> Directions for this task:
What this exercise requires is a verbatim reproduction of the data below.

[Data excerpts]
######

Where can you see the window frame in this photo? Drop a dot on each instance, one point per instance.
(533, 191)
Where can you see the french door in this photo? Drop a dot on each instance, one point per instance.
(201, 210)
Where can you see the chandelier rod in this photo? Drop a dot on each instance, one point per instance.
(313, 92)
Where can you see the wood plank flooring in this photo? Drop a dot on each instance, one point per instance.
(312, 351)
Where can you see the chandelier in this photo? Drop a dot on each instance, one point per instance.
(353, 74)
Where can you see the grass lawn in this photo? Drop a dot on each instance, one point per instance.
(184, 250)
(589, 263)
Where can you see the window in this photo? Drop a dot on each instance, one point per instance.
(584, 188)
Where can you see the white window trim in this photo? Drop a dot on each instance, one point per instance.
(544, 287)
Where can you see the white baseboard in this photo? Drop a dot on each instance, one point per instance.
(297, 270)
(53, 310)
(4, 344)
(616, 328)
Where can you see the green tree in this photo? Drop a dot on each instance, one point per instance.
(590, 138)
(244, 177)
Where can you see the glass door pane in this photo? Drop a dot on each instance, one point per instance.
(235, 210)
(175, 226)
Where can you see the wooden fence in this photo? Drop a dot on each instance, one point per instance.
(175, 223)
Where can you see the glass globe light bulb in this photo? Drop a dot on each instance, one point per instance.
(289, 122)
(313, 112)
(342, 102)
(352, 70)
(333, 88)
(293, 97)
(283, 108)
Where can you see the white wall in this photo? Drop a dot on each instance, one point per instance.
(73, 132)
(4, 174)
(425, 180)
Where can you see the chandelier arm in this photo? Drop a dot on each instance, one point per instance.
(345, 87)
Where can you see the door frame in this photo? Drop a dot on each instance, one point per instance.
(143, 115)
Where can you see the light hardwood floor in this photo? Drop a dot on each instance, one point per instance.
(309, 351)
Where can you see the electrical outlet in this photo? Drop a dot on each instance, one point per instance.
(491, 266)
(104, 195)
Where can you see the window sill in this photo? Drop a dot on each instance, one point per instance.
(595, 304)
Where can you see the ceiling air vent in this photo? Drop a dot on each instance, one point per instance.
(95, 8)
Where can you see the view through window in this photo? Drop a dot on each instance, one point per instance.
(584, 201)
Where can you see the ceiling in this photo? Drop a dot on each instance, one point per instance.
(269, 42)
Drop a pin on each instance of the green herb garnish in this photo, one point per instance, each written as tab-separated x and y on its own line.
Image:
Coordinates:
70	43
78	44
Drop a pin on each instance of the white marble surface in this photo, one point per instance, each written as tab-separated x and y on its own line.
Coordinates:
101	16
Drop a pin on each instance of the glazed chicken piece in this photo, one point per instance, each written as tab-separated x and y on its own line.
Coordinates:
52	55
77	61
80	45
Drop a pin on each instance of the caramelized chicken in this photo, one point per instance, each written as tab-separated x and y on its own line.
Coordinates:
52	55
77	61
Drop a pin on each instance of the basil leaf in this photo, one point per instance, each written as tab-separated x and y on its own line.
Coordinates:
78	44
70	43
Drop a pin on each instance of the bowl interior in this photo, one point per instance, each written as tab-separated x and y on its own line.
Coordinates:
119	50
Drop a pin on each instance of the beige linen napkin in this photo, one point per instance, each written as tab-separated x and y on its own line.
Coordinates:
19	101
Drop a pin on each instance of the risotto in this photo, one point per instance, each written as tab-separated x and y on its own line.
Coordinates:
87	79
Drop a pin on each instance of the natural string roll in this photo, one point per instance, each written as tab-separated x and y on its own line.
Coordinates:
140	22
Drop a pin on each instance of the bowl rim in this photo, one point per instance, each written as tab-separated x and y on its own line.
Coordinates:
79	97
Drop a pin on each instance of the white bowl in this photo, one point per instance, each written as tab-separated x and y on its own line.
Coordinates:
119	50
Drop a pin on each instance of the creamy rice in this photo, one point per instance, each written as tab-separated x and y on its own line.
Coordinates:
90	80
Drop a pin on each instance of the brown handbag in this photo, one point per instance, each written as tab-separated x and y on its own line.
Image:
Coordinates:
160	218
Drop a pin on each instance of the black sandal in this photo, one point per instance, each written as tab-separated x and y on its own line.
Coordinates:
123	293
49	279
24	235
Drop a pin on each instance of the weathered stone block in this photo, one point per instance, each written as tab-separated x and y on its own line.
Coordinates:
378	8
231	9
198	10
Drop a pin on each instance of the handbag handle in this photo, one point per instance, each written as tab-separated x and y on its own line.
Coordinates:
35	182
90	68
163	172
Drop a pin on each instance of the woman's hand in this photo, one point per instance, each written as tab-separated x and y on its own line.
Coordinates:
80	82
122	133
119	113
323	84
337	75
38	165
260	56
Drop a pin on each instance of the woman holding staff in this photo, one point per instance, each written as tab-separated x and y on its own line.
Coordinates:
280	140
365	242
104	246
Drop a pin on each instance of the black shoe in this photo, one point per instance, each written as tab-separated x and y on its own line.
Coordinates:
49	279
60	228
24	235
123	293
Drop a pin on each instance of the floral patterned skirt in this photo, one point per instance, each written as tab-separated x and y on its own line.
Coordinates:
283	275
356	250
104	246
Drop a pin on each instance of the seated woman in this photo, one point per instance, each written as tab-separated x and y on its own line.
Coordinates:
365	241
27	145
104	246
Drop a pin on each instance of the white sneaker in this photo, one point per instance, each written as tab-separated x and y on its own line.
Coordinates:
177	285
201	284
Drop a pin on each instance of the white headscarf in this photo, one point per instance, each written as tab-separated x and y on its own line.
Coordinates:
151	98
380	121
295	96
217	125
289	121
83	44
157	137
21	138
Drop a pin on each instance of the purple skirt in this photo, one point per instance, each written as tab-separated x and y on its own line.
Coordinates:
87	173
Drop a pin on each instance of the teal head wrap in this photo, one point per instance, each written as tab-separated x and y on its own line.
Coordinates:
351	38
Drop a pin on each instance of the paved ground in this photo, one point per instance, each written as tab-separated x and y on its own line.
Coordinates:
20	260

######

> Output below:
Where can you see the window frame in this photo? Drop a dot on each instance, one point per instance.
(533, 191)
Where can you see the french door in this photo? Drop a dot on each instance, one point per instance.
(201, 210)
Where can you see the chandelier rod in this photo? Drop a dot on each instance, one point per instance.
(313, 92)
Where can you see the wood plank flooring in this photo? Drop a dot on each instance, one point per instance.
(312, 351)
Where can you see the chandelier in this photo? Drop a dot on each instance, one point per instance.
(353, 74)
Where can you see the grass lawn in this photo? Drop a dot on each instance, one point per instance.
(184, 250)
(589, 263)
Where can you see the window in this photo? Drop a dot on each instance, one point per instance.
(584, 188)
Where can you see the white window trim in this photo? Drop a dot on each instance, one point per instance.
(544, 287)
Where can you see the white baseboard in this photo? Drop a dot on each instance, one point per instance.
(297, 270)
(53, 310)
(4, 344)
(616, 328)
Where can you see the green tree in this photo? Drop a dot on each instance, one point per instance.
(590, 138)
(244, 177)
Where can you see the glass door pane in this photo? Drop a dot on each instance, one point per instance.
(235, 210)
(175, 226)
Where can you see the wooden fence in this photo? Drop a dot on each instance, one point per instance.
(175, 223)
Where can you see the glass globe light bulb in this photo? Drop a dot on each instance, one point per instance.
(289, 122)
(313, 112)
(342, 102)
(352, 70)
(333, 88)
(293, 97)
(283, 108)
Where can you see the white wall in this photo? Drop a dot on each instance, one point per instance.
(73, 132)
(4, 174)
(425, 180)
Where can you see the chandelier arm in this photo? Drop a dot on each instance, one point per instance.
(345, 87)
Where can you see the door frame in this photo? Drop a dot on each instance, one point per instance.
(143, 115)
Where can you see the light hardwood floor in this photo? Drop a dot on each instance, one point per instance.
(309, 351)
Where can you see the electrical outlet in this photo? Drop a dot on each instance, one point per instance.
(491, 266)
(104, 195)
Where can you see the window sill in this photo? Drop a dot on each instance, one point per instance.
(595, 304)
Where can you see the ceiling air vent in this photo? Drop a dot on each instance, one point per instance.
(95, 8)
Where can you see the view through window in this photo? Drop a dot on each instance, one point per instance.
(584, 201)
Where can you see the ceiling in this photo? Drop a dot on each instance, one point per instance.
(269, 42)
Drop a pin on each instance of the green herb garnish in this photo, one point per instance, each written as tab-separated x and y on its own line.
Image:
Coordinates:
70	43
78	44
Drop a pin on each instance of the white marble surface in this photo, one point per instance, each written as tab-separated x and y on its own line.
Coordinates:
101	16
Drop a pin on each instance of the glazed chicken piece in this photo, one point per instance, each written as tab-separated x and y on its own line.
Coordinates:
52	55
77	61
80	45
Drop a pin on each instance of the caramelized chicken in this photo, one point per instance, each written as tab-separated x and y on its own line.
Coordinates:
52	55
77	61
Drop a pin on each instance of the basil leaf in this photo, one point per instance, each written as tab-separated x and y on its own line.
Coordinates:
78	44
70	43
Drop a pin on each instance of the bowl interior in this photo, one point per instance, each written as tab-separated x and y on its own line.
Coordinates:
119	50
Drop a pin on each instance of the beige linen napkin in this photo, one point per instance, each written as tab-separated x and y on its own line.
Coordinates:
19	101
Drop a pin on each instance of the risotto in this photo, one point per instance, each written as tab-separated x and y on its own line.
Coordinates:
87	79
Drop a pin on each instance of the natural string roll in this photo, one point per instance, each written as tab-separated x and y on its own line.
Coordinates:
140	22
Drop a pin on each instance of the bowl rim in this photo, one point per instance, each written as tab-separated x and y on its own line.
Coordinates:
79	97
Drop a pin on each instance of the white bowl in this photo, one point per instance, each written as tab-separated x and y on its own line.
Coordinates:
119	50
Drop a pin on each instance of the creamy rice in this photo, one point per instance, each written as tab-separated x and y on its own line.
Coordinates:
90	80
Drop a pin on each instance of the brown handbag in this photo, one point per instance, each written as tab-separated x and y on its own line.
Image:
Coordinates:
160	218
Drop a pin on each instance of the black sandal in this photo, one point per instance, each written as tab-separated x and y on its own line.
Coordinates:
123	293
49	279
24	235
Drop a pin on each instance of the weathered stone block in this photo, one point per instance, each written as tab-separated x and y on its own line.
Coordinates:
378	8
231	9
198	10
Drop a pin on each instance of the handbag handle in this photo, one point per instance, each written as tab-separated x and y on its own line.
Coordinates:
35	182
90	68
163	172
Drop a pin on each instance of the woman's hand in this photo, one point per instance, each written as tab-separated x and y on its own line.
Coordinates:
80	82
122	133
119	113
323	84
337	75
38	165
260	56
Drop a pin on each instance of the woman holding staff in this photo, one point per instance, each written as tab-separated x and y on its own line.
Coordinates:
280	140
365	242
104	246
Drop a pin on each instance of the black shoe in this photo, one point per instance, each written as tab-separated x and y on its own line.
Coordinates:
49	279
60	228
24	235
123	293
Drop a pin on each instance of the floral patterned skirt in this photo, one point per instance, each written as tab-separated x and y on its own line.
Coordinates:
283	275
356	250
104	246
Drop a pin on each instance of the seated woman in this photo, one point per instance, each written as tab-separated x and y on its own line.
Coordinates:
365	241
27	145
104	246
Drop a pin on each instance of the white sneaker in this photo, one point per instance, each written as tab-separated x and y on its own line.
Coordinates:
177	285
201	284
Drop a pin on each instance of the white headscarf in this photo, one point per instance, each written as tab-separated x and y on its own line.
Coordinates:
151	98
380	121
295	96
217	125
289	121
83	44
157	137
21	138
Drop a pin on each instance of the purple skirt in this photo, one point per instance, each written as tab-separated x and y on its own line.
Coordinates:
87	173
Drop a pin on each instance of the teal head wrap in this photo, one point per instance, each written as tab-separated x and y on its own line.
Coordinates:
351	38
Drop a pin on each instance of the paved ground in this photo, one point per instance, each written as tab-separated x and y on its own line.
Coordinates:
20	260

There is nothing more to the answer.